• **What is asked**
A) According to the post on Treaty 9 history, how many Indians did the treaty commissioners record meeting?
B) Pick up the blog post on Treaty 9 history after its final sentence and write the next part.
>> BEGIN Selected text
Tuesday, January 08, 2013

Kay on Treaty History: Well-meaning, wrong-headed

George MacMartin, seated, centre, at Fort Albany, 1905
Late in 2011, before Attawapiskat and Idle No More were as newsy as they are now, CBC Radio's Ideas presented my radio documentary "George MacMartin's Big Canoe Trip," an exploration of how the James Bay Treaty was made in 1905. The radio-doc draws on the diary of MacMartin, one of the men who made the treaty for the Canadian government, but also on the work of Nipissing University historian John Long, the recent author of Treaty 9: The Agreement to Share the Land in Far Northern Ontario in 1905and on the Cree understanding of what was done in 1905.

Sara Wolch, my producer at Ideas, recently pitched the Corp on rebroadcasting the program, in light of what's going on.  I'm happy to say they got the idea. "George MacMartin's Big Canoe Trip" will be going out on the CBC Radio One network this Thursday, January 10, at 9:00 pm.  Catch it if you can.  And if you cannot, it's permanently available from the Ideas website right here.

I'd been thinking about that program partly because of this piece, "To Understand How We Got to Attawapiskat..." by Jonathan Kay in the National Post.

Kay is clearly as concerned as anyone about the horrible, shameful, seemingly unending tragedies to which First Nations across Canada have been brought. He has the wise thought that since so much about northern First Nations communities seems to hinge on treaties and treaty rights, we should pay attention to the Treaty in question, Treaty 9.  And he goes into quite a bit of historical detail.
The century-old accounts of the government’s Treaty commissioners — Duncan Scott, Samuel Stewart and Daniel [George] MacMartin — make for fascinating reading. In June, 1905, these men set out by canoe into the vast 90,000-square mile expanse of provincial lands drained by the Albany and Moose river systems, methodically traveling to isolated First Nations tribes one by one, such as Lac Seul, Osnaburg, Fort Albany and Moose Factory. Relying on local traders and missionaries who were fluent in Cree and Ojibway tongues, the commissioners methodically recorded the names of the 1,617 Indians they met, their discussions and rituals, and the amount of money they gave them to seal the Treaty.
>> END Selected text
>> BEGIN Dataset excerpt
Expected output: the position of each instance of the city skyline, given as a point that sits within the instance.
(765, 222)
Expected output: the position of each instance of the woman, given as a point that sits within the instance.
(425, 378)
>> END Dataset excerpt
• **Responses**
A) 1,617

B)
Note how Kay goes to the accounts of the government's commissioners.  To understand what the treaty means, Kay relies on what the commissioners and particularly their leader, Indian Affairs official Duncan Campbell Scott, said it meant. An account provided by one side of the negotiation is taken as authoritative and objective. And so Kay understands the treaty as: surrender.
What I am quoting here is the commissioners’ Nov. 6, 1905 report, not the actual text of the James Bay Treaty (which is brief). But it expresses the real nub of the intended treaty relationship: The natives would continue hunting and fishing for sustenance and trade, and receive annual payments from the government (four dollars, to be exact), while white men would have the right to put down their train tracks, mines, forestry operations and settlements.
That is a pretty good summary of what the Canadian interpretation of the treaty has been for over a century. The Cree and Ojibwa got some welfare, but Canada got the land, the resources, the development rights, the future. That is all ours now, and it's mostly leased out to loggers and miners and hydro developers  The Cree and Ojibwa have no rights in that, so they are poor, they have no future in their own land.

Because of the treaty, this version of history tells us, the First Nations might as well be our tenants. They are certainly our dependents, dependent upon as much charity as our governments feel inclined to dole out. Kay, to his credit, finds that situation unacceptable. So he accepts it is our task to figure out how to get them out of their insupportable lives.

His solutions are both mainstream and drastic The First Nations leaders may talk of treaties, but Kay finds the treaties are now beside the point:
The Idle No More message on treaties is irrelevant: The great challenge of native policy in the 21st century will be to integrate natives into the larger economy that is based in Canadian population centers. Remote fly-in communities such as Attawapiskat, on the other hand, are doomed.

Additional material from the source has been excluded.